Em contra-alegações sustenta-se o julgado. Refere-se que nas conclusões não consta o fundamento específico da recorribilidade, violando-se o disposto no nº 1 do artigo 81º do CPT.
O Exºmo PGA teve vista.
*
Importa à decisão:
1- Artigos 72 a 80 da contestação do autor:
72º
Por outro lado, mas no mesmo sentido, consta dos balancetes analíticos da empresa que:
- No ano de 2015, o gerente emprestou a si próprio, em dinheiro da empresa, 21.048 €;
- No ano de 2016, o gerente emprestou a si próprio, em dinheiro da empresa, 28.252,67 €;
- No ano de 2017, o gerente emprestou a si próprio, em dinheiro da empresa, 39.157,92 €.
73º
No ano de 2018, o gerente J. P.:
- Entregou à D. M. C. (cabeça de casal da herança), a título de devolução de suprimentos, o valor de 40.000 €;
- Emprestou à D. M. C., em dinheiro da empresa 8.850 €;
- Emprestou a si próprio, em dinheiro da empresa 41.338,40 €.
74º
No ano de 2019, o gerente J. P.:
- Emprestou à D. M. C., em dinheiro da empresa, 22.675,68 €;
- Emprestou a si próprio, em dinheiro da empresa, 63.081,93 €.

Registos extraídos de uma coleção:
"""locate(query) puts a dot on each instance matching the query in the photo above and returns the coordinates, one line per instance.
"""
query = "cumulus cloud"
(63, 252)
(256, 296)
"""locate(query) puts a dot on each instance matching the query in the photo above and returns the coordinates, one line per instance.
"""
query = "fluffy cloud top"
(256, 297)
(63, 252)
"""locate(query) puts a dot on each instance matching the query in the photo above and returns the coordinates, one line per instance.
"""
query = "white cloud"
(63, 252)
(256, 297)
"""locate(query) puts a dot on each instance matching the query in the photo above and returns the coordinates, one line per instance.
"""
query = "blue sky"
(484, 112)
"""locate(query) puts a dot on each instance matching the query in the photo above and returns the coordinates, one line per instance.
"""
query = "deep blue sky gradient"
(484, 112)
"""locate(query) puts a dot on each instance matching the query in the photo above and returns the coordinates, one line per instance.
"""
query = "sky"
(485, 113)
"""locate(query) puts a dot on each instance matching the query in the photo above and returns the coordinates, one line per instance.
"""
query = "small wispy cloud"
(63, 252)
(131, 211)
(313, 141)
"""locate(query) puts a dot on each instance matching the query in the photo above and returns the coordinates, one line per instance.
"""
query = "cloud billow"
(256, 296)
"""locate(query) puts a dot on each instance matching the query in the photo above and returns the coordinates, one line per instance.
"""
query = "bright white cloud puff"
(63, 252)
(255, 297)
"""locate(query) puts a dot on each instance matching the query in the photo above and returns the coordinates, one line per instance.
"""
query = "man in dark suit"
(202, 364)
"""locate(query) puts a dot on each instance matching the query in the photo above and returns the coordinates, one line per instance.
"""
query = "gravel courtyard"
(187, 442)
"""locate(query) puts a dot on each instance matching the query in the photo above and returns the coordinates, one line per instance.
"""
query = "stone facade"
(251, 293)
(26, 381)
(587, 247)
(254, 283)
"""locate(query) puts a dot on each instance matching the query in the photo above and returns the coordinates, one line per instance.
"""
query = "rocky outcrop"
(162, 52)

### TAREFA CURTA A
Responda, com base no texto:
(i) Segundo as contra-alegações, que disposição do CPT é violada?
(ii) Quanto emprestou o gerente a si próprio, em dinheiro da empresa, no ano de 2016?
(iii) Em 2018, que valor entregou o gerente J. P. à D. M. C. a título de devolução de suprimentos?
### TAREFA CURTA B
No trecho do texto que vai de "O Exºmo PGA" até "empresa, 39.157,92 €.", troque "gerente" por "administrador" e transcreva o resultado.

### SOLUÇÃO A
(i) O nº 1 do artigo 81º do CPT.
(ii) 28.252,67 €.
(iii) 40.000 €.

### SOLUÇÃO B
O Exºmo PGA teve vista.
*
Importa à decisão:
1- Artigos 72 a 80 da contestação do autor:
72º
Por outro lado, mas no mesmo sentido, consta dos balancetes analíticos da empresa que:
- No ano de 2015, o administrador emprestou a si próprio, em dinheiro da empresa, 21.048 €;
- No ano de 2016, o administrador emprestou a si próprio, em dinheiro da empresa, 28.252,67 €;
- No ano de 2017, o administrador emprestou a si próprio, em dinheiro da empresa, 39.157,92 €.